- _Information shown_
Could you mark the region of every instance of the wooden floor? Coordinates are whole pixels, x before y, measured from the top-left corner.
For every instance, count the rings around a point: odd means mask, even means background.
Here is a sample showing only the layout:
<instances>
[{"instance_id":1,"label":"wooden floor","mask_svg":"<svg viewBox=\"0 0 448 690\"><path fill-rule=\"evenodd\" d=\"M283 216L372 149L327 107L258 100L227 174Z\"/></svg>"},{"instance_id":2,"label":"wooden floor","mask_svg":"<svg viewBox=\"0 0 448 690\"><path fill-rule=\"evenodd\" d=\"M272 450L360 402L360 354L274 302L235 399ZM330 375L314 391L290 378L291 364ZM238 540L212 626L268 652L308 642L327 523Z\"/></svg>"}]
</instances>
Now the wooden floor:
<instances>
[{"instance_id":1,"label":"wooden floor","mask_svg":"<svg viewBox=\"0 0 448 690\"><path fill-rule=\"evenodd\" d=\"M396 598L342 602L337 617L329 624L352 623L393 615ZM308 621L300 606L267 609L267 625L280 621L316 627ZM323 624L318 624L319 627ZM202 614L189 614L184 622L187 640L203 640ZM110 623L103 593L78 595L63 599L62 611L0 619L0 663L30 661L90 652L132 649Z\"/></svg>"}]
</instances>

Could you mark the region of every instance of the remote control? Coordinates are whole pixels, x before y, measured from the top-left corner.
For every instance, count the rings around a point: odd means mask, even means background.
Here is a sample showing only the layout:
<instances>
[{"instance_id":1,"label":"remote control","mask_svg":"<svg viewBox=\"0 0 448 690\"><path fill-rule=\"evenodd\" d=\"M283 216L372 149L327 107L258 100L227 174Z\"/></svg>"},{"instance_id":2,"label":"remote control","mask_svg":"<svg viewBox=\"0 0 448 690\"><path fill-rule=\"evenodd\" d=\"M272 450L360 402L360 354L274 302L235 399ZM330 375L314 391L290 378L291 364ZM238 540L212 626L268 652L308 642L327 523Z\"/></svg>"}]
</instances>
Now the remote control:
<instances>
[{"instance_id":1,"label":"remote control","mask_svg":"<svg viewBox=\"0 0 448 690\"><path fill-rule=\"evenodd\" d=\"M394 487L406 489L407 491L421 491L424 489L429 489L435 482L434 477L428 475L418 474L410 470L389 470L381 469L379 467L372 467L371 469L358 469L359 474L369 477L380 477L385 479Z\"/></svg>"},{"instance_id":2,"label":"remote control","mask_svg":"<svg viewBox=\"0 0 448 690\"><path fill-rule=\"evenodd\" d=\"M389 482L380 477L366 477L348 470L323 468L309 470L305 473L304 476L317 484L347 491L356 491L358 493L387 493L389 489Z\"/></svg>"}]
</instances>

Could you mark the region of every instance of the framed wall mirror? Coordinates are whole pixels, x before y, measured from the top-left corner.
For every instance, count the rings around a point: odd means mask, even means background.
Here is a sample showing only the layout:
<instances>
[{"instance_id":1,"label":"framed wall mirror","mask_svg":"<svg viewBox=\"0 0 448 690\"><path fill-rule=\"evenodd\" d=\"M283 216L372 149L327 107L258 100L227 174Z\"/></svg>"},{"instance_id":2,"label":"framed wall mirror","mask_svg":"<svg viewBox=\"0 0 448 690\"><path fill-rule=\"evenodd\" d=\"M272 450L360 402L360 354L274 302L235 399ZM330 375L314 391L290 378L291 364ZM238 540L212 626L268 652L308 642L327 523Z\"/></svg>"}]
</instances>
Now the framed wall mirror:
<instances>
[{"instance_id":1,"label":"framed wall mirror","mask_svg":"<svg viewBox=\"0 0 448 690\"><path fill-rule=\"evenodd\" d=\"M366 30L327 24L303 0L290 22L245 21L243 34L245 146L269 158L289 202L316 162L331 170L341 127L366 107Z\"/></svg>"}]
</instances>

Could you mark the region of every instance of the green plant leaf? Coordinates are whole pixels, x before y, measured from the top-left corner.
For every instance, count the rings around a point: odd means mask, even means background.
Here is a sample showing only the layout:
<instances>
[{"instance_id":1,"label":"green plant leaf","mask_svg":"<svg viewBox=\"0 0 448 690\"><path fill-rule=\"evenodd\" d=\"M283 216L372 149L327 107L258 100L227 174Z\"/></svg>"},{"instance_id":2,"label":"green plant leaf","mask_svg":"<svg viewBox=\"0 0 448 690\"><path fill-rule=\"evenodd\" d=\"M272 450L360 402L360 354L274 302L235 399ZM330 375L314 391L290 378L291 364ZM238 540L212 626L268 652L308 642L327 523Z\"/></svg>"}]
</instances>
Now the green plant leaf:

- _Task_
How many lines of the listing above contain the word "Could"? Reply with the number only.

- _Result for this exercise_
4